* **Raw records**
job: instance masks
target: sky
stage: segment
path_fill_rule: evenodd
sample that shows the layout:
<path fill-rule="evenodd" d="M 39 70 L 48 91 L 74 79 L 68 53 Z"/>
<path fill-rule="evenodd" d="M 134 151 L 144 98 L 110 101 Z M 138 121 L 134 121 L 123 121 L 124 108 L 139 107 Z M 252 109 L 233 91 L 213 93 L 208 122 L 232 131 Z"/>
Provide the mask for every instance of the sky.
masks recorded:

* **Exercise objective**
Change every "sky" in the listing above to "cloud" and reproduce all its lines with nothing else altered.

* **Complete answer**
job: instance masks
target: cloud
stage: segment
path_fill_rule: evenodd
sample that shows the layout:
<path fill-rule="evenodd" d="M 39 70 L 48 91 L 74 79 L 68 53 Z"/>
<path fill-rule="evenodd" d="M 134 151 L 144 98 L 110 101 Z M 138 121 L 134 121 L 123 121 L 124 108 L 139 107 Z M 252 109 L 233 91 L 213 93 L 208 122 L 232 131 Z"/>
Provide the mask for every instance of the cloud.
masks recorded:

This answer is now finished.